▽

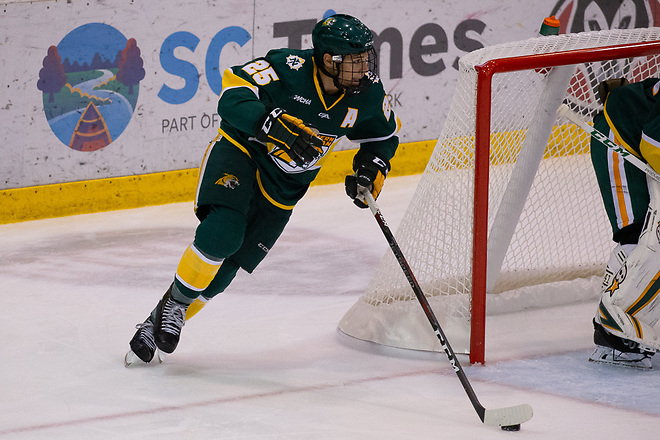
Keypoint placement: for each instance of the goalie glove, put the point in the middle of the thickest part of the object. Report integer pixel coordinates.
(289, 134)
(370, 173)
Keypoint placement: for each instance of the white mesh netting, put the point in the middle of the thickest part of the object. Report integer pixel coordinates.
(554, 251)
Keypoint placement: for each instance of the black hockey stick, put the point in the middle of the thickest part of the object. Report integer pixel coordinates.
(566, 112)
(508, 418)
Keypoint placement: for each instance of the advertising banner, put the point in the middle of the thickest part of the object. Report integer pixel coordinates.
(100, 89)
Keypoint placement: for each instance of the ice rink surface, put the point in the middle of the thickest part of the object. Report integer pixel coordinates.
(265, 359)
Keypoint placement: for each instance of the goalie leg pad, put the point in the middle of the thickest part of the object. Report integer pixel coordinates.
(630, 304)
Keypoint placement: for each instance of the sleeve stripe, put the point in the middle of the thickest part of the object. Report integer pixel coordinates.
(232, 81)
(395, 131)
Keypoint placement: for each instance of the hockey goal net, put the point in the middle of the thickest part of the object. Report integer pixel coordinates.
(507, 215)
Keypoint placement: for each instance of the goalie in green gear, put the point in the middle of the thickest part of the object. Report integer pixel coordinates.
(629, 309)
(281, 115)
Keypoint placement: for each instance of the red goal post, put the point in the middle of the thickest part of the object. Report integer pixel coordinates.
(507, 215)
(485, 73)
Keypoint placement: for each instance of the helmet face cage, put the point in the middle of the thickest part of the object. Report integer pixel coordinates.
(350, 43)
(355, 72)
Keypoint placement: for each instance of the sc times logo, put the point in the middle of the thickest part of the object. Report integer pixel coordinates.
(90, 83)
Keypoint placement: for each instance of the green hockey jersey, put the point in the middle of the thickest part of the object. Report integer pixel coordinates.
(288, 79)
(633, 114)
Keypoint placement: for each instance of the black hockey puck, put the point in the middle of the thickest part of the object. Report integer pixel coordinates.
(511, 428)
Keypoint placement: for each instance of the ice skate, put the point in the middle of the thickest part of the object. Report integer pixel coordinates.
(170, 318)
(143, 345)
(620, 352)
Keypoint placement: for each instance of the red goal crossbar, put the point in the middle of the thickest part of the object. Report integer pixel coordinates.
(485, 73)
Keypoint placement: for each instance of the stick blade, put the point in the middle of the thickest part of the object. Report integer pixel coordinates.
(513, 415)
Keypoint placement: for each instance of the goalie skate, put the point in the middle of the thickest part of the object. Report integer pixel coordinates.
(610, 356)
(614, 350)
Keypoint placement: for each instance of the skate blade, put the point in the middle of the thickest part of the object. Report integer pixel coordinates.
(644, 366)
(131, 359)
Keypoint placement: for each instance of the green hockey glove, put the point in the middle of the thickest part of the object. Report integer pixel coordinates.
(296, 141)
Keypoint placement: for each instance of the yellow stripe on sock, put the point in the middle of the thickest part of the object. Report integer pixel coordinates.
(195, 271)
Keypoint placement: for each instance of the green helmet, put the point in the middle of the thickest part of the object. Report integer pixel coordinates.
(341, 34)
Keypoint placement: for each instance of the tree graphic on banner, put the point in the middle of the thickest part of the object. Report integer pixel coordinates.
(52, 77)
(130, 71)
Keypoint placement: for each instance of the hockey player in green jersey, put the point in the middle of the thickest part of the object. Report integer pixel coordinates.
(281, 115)
(629, 309)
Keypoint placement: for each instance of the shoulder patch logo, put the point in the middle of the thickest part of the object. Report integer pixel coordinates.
(294, 62)
(228, 181)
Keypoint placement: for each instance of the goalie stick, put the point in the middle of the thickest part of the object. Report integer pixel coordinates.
(565, 111)
(508, 418)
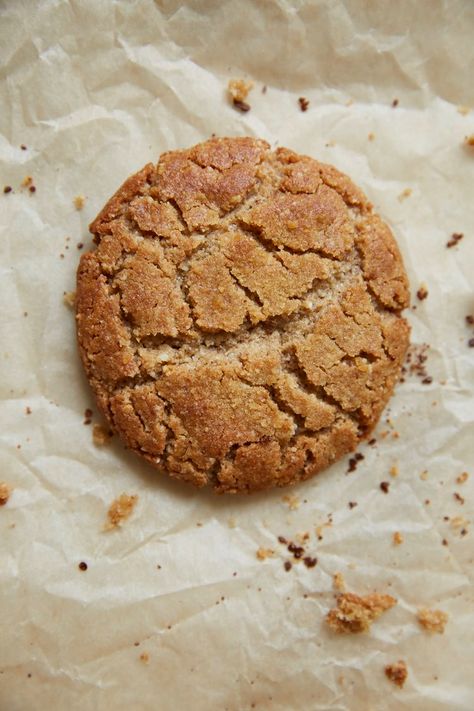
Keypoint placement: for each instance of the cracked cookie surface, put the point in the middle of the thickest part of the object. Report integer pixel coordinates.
(239, 320)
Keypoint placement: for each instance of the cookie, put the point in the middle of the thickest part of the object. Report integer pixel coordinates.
(239, 320)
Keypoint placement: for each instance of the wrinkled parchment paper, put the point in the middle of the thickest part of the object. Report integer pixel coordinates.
(94, 90)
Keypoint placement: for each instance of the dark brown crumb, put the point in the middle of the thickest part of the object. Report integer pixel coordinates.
(241, 105)
(455, 238)
(304, 103)
(397, 673)
(296, 550)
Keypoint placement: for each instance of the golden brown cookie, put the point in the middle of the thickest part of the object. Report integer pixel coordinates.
(239, 321)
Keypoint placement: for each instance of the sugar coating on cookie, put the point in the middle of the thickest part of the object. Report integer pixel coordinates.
(239, 320)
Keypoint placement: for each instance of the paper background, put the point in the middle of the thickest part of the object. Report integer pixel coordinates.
(95, 90)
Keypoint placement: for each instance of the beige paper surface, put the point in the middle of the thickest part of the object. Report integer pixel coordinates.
(94, 90)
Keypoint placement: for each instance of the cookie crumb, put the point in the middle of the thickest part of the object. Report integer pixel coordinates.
(397, 672)
(397, 538)
(239, 90)
(101, 435)
(304, 103)
(404, 194)
(120, 510)
(355, 613)
(69, 299)
(292, 501)
(455, 238)
(79, 202)
(422, 292)
(5, 492)
(432, 620)
(264, 553)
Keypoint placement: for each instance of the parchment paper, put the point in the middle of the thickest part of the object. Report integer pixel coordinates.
(94, 90)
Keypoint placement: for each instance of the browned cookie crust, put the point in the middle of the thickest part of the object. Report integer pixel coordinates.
(239, 320)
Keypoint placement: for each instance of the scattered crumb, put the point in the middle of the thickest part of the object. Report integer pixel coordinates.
(69, 299)
(292, 501)
(454, 239)
(119, 510)
(238, 90)
(397, 538)
(397, 672)
(404, 194)
(458, 522)
(5, 492)
(101, 435)
(355, 613)
(432, 620)
(304, 103)
(422, 292)
(79, 202)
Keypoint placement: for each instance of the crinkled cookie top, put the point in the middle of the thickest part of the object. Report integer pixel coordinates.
(239, 320)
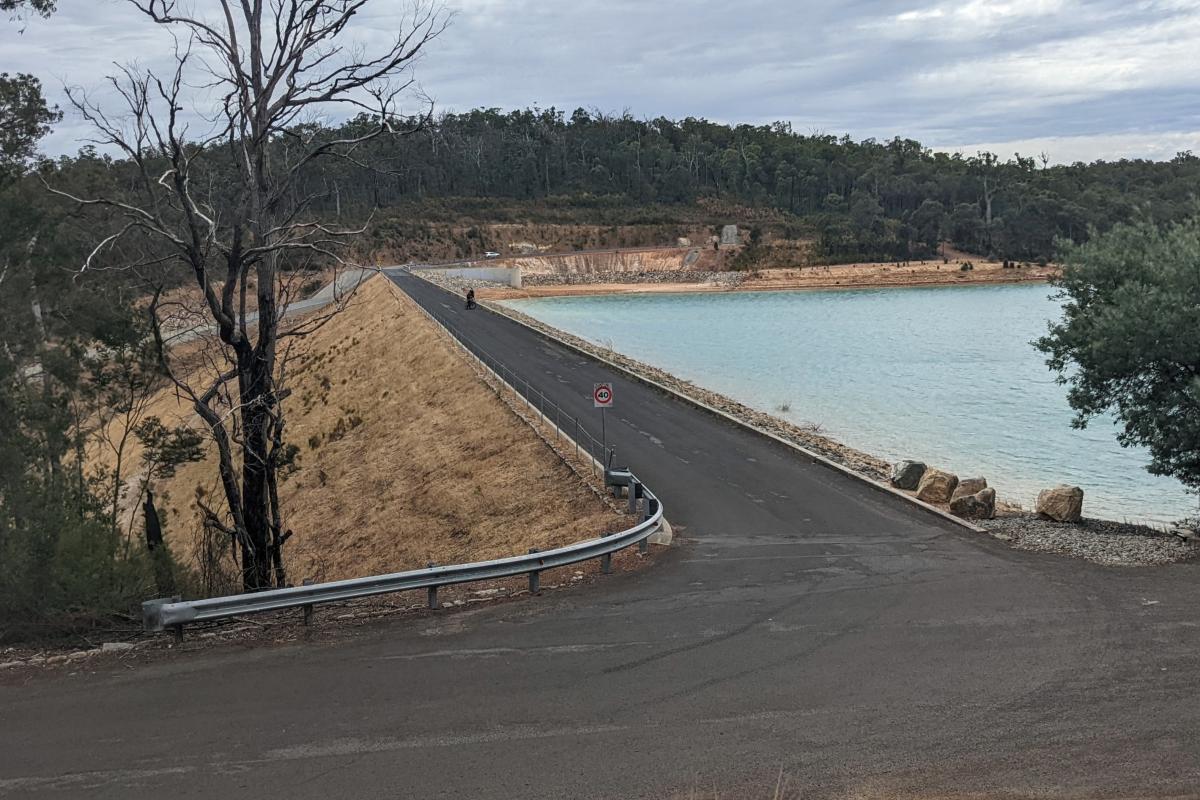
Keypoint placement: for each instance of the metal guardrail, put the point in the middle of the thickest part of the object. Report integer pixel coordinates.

△

◆ **What you need to do**:
Leave out the pictures and output every record above precisely as given.

◆ **Written solution**:
Keypoint placement: for each instance of the goalie glove, put the point in the middle of the thickest part of the object. Report integer pixel coordinates.
(289, 134)
(370, 173)
Keypoint placement: for each instance of the white mesh netting, put the point in the middle of the thickest part of the object. Report integer pixel coordinates.
(554, 251)
Keypoint placement: for each instance of the black hockey stick, put the point in the middle of the thickest part of the object. Report integer pixel coordinates.
(566, 112)
(508, 418)
Keypoint placement: for each instance of the advertising banner, put the point in the middle of the thickest part of the object. Report integer pixel coordinates.
(100, 89)
Keypoint placement: for each instance of the ice rink surface, put the point in the middle of the thickest part of the object. Report integer pixel coordinates.
(265, 359)
Keypoint placement: for each instance of the goalie leg pad, put the point in the middle of the thickest part of the object. Report integer pixel coordinates.
(630, 304)
Keypoint placement: for each instance of the sleeve stripe, put the point in the middle of the thickest part of the object. Report integer pixel coordinates.
(232, 81)
(395, 131)
Keypoint placement: for each instance of the hockey goal net, put the point in the middle of the thickest part of the object. Report integer pixel coordinates.
(507, 215)
Keypoint placement: for each instance of the goalie in green gear, put the point in the middle of the thickest part of the object. Report integer pixel coordinates.
(629, 309)
(281, 115)
Keypoint placement: for each instance of the red goal post, put the point in the middle of the thickest part of the object. Report integer pixel coordinates.
(507, 215)
(485, 73)
Keypoint placement: for each instance of the helmet face cage, put the point in the middle of the thickest part of the object. Report integer pixel coordinates.
(350, 43)
(355, 72)
Keypoint placement: for each instance of the sc times logo, put the point in the middle of the thickest part of the object. Report integer pixel coordinates.
(90, 83)
Keypoint placement: for each instance of the green hockey jersey, put the point in the middle of the thickest part of the object. Report integer pixel coordinates.
(288, 79)
(633, 114)
Keypoint placement: for each instance of the black hockey puck, put the point in the middle of the thickest part of the object. Report integer pixel coordinates.
(511, 428)
Keypoint placement: for each instance of the ice skate, put the point in the middle of the thickest part of the object. Report integer pixel coordinates.
(170, 318)
(143, 345)
(620, 352)
Keypoint placement: for each instance of the red goal crossbar, put the point in the middle of the thickest part of the object. Report integer pixel coordinates.
(485, 73)
Keypoint placement: for each instance of the stick blade, put the point in the middle of the thickest part of the object. Report integer pixel coordinates.
(513, 415)
Keypoint placement: for each instance of the goalie skate, put the point in the middle of the thickest part of the object. Report integer pixel coordinates.
(610, 356)
(614, 350)
Keypoint placement: for each instance of the skate blade, put the point in the middle of the thickest part of the object. Report integer pixel coordinates.
(644, 366)
(131, 359)
Keypoint placement: for each instance of the green hockey glove, put the point in the middle of the thickest part of the object. Report integer pixel coordinates.
(296, 141)
Keypoint placement: for each instance of the yellow stripe on sock, put the point in the middle of the thickest part of the object. Report integer pixel coordinates.
(195, 271)
Keypoint placement: for each instance of the green helmet, put the point in the middle of the thickest part of the object. Report integer pixel coordinates.
(341, 34)
Keypoint placement: for each instance of the tree graphic on banner, put the point in the middle of the thickest part of the object. Report integer pixel coordinates.
(52, 77)
(130, 71)
Keypoint placement: for each instance of the hockey player in green jersey, put the point in the middle of the thickest part of the object. Report integer pixel coordinates.
(281, 115)
(629, 309)
Keypoint placement: for each instance of the shoulder patch logo, put the point in the middle of the thickest part of the object. Report integer pixel coordinates.
(294, 62)
(228, 181)
Keypoint placement: for each instance of the goalie stick, put the point in the middle of the thickest part of the object. Report integer pixel coordinates.
(565, 111)
(508, 418)
Keypoint placement: for each instance of the cracked cookie surface, put the point in the middle of the thickest part of the object. Report integer pixel coordinates.
(239, 320)
Keypoint placement: for each instance of the cookie, put the point in the middle of the thickest part of the object. Report integer pixel coordinates.
(239, 320)
Keypoint placement: for each instance of the wrinkled parchment paper, put the point in the middle of the thickest part of the object. Report integer pixel coordinates.
(94, 90)
Keypoint placement: for each instance of the dark brown crumb, put the point in the middle of the thickest part of the object. Report integer pixel coordinates.
(241, 105)
(455, 238)
(304, 103)
(397, 673)
(296, 550)
Keypoint placement: for each instance of the golden brown cookie, put the point in the middle of the thickest part of the object. Report integer pixel coordinates.
(239, 321)
Keypoint placement: for each instance of the sugar coating on cookie, put the point in the middle of the thickest part of the object. Report integer pixel coordinates.
(239, 320)
Keypoint placement: for each instance of the paper background, put the point in the middle of the thickest part of the object. Report integer pixel coordinates.
(95, 90)
Keypoint placement: for each instance of the beige paper surface, put the point in the middle of the thickest part of the object. Report integer pixel coordinates.
(94, 90)
Keypoint placement: for each instance of the cookie crumb, put the point in the middle of the thickest part of the object. Report integer pixel coordinates.
(397, 672)
(397, 538)
(239, 90)
(101, 435)
(304, 103)
(404, 194)
(120, 510)
(355, 613)
(69, 299)
(292, 501)
(455, 238)
(79, 202)
(422, 292)
(5, 492)
(432, 620)
(264, 553)
Keypoint placement: for each instance of the parchment paper, put the point in the middle of the thickest part of the object. Report integer pixel coordinates.
(94, 90)
Keypoint placement: for each instance of the browned cookie crust, put the point in the middle of the thickest part of the object. Report integer pixel coordinates.
(239, 320)
Keypoint placement: for each instance of the scattered crumb, put the point in the middle of the thickest part of the object. Report integer pixel coordinates.
(69, 299)
(292, 501)
(454, 239)
(119, 510)
(238, 90)
(397, 538)
(397, 672)
(404, 194)
(458, 522)
(5, 492)
(101, 435)
(355, 613)
(432, 620)
(304, 103)
(422, 292)
(79, 202)
Keypoint placement: for each instance of the crinkled cookie top, put the point in the middle of the thickest part of the object. Report integer pixel coordinates.
(239, 320)
Keypoint placement: for each instance of the metal guardrail, put the point in the middle of the thickest part of the object. Report integer pixel coordinates.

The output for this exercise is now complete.